#### INSTRUCTIONS FOR THE TASK
Can you convert the stretch of data from its start through the line containing "[0,433,1318,896]", both ends included, into a Markdown table with the columns Number and Entry, skipping blank lines?

**** DATASET EXTRACT ****

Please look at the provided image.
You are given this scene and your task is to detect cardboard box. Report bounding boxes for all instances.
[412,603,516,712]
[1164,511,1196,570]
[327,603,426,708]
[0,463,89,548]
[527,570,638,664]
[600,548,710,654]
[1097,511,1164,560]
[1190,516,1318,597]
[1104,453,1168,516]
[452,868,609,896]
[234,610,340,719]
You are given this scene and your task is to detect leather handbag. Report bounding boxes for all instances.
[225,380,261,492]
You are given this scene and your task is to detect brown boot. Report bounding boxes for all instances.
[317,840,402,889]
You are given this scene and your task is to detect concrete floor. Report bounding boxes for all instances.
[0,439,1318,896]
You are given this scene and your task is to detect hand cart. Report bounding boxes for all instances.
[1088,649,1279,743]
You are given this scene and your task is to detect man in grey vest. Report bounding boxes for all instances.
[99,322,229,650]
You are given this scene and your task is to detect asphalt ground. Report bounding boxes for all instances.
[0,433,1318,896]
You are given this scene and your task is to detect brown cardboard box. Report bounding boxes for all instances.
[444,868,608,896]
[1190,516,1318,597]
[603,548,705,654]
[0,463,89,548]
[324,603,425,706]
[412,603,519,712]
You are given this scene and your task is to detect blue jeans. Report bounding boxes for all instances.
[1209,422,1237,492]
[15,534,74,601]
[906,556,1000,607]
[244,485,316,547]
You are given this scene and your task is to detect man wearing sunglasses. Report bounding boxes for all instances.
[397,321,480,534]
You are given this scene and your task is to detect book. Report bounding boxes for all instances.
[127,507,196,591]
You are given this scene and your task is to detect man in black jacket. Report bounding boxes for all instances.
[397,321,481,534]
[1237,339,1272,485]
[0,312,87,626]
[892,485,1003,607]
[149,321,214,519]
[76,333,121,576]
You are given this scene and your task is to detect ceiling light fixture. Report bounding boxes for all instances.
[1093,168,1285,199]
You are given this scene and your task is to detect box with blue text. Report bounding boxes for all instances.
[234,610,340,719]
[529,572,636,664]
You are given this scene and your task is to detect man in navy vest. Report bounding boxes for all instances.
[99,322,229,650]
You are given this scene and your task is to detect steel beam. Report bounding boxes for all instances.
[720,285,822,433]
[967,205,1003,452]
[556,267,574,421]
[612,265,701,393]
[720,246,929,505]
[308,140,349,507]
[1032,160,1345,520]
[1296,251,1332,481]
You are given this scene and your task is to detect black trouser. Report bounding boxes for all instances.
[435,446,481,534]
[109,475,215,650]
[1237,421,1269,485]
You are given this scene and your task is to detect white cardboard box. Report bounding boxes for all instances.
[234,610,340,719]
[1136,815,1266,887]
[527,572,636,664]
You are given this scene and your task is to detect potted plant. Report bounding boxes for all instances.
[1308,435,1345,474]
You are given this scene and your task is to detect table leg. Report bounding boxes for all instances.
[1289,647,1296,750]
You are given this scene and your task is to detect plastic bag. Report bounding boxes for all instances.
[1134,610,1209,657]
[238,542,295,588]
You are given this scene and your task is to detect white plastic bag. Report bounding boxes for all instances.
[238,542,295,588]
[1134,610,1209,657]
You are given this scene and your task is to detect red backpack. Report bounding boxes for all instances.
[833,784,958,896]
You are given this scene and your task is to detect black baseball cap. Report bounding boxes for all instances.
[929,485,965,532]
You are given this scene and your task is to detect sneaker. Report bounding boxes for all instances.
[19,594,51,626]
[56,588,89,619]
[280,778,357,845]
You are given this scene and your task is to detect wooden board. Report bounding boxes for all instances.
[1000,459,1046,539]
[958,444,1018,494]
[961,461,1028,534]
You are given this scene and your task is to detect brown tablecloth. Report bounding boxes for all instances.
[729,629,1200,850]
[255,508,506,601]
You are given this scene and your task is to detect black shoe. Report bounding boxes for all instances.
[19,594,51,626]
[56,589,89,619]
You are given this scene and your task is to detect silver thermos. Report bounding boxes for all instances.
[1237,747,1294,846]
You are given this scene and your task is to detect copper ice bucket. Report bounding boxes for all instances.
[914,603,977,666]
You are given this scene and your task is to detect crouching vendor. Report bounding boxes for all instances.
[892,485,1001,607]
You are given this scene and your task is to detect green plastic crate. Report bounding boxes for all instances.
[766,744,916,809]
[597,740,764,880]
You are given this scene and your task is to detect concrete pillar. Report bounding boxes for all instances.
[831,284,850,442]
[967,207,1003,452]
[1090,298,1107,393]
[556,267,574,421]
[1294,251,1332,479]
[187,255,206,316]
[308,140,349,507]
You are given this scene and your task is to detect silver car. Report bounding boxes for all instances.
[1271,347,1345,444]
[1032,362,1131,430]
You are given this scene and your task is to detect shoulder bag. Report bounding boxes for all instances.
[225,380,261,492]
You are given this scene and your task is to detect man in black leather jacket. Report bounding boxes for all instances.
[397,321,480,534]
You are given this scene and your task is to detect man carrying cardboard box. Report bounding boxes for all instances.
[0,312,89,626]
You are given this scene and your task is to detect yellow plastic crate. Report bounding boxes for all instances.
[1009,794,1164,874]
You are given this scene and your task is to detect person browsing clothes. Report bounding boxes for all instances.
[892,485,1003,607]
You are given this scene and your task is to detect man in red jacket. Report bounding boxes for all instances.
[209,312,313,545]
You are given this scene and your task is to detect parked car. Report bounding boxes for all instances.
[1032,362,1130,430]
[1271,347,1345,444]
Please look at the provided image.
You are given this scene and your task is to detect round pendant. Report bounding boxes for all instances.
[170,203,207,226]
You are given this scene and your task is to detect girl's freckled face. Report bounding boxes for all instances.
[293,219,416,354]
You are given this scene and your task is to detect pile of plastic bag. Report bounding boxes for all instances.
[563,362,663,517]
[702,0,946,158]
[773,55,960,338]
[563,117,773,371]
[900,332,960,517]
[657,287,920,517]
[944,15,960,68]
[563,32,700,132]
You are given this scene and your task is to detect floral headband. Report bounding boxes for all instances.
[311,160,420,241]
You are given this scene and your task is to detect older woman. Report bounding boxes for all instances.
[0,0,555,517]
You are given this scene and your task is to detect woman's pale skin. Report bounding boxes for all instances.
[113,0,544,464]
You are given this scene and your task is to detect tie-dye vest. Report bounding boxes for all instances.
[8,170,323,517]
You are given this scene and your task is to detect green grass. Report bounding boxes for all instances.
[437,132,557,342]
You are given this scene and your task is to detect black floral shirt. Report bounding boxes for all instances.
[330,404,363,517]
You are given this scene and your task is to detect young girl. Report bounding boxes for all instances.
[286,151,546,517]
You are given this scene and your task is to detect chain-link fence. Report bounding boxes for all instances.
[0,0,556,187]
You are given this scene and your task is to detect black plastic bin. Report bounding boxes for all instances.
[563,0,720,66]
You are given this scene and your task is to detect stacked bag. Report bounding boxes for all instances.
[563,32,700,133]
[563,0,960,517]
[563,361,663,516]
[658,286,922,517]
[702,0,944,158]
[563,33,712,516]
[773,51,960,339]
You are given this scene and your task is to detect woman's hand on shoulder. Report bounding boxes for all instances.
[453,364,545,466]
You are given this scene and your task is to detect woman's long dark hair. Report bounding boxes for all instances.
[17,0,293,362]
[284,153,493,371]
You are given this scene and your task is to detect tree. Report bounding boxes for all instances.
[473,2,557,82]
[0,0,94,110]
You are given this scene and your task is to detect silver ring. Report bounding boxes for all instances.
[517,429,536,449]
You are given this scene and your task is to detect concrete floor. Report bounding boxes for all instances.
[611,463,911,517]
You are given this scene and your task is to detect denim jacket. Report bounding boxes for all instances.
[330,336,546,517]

****

#### CORRECT OUTPUT
| Number | Entry |
|---|---|
| 1 | Please look at the provided image. |
| 2 | You are given this scene and your task is to detect cardboard box. Report bounding boxes for all instances. |
| 3 | [412,603,516,712] |
| 4 | [1164,511,1196,570] |
| 5 | [327,603,426,708] |
| 6 | [0,463,89,548] |
| 7 | [527,570,638,664] |
| 8 | [600,548,710,654] |
| 9 | [1097,511,1164,560] |
| 10 | [1190,516,1318,597] |
| 11 | [1104,453,1168,516] |
| 12 | [452,868,609,896] |
| 13 | [234,610,340,719] |
| 14 | You are given this scene and your task is to detect leather handbag. Report bounding boxes for all instances. |
| 15 | [225,380,261,492] |
| 16 | You are given this scene and your task is to detect brown boot. Report bounding boxes for all instances. |
| 17 | [317,840,402,889] |
| 18 | You are given this scene and your task is to detect concrete floor. Report bounding boxes for all instances. |
| 19 | [0,439,1318,896] |
| 20 | You are given this scene and your task is to detect hand cart. Report bounding boxes for all instances. |
| 21 | [1088,649,1279,743] |
| 22 | You are given this scene and your task is to detect man in grey vest. Report bounding boxes for all instances. |
| 23 | [99,322,229,650] |
| 24 | You are given this scene and your task is to detect asphalt ground. Report bounding boxes for all instances. |
| 25 | [0,433,1318,896] |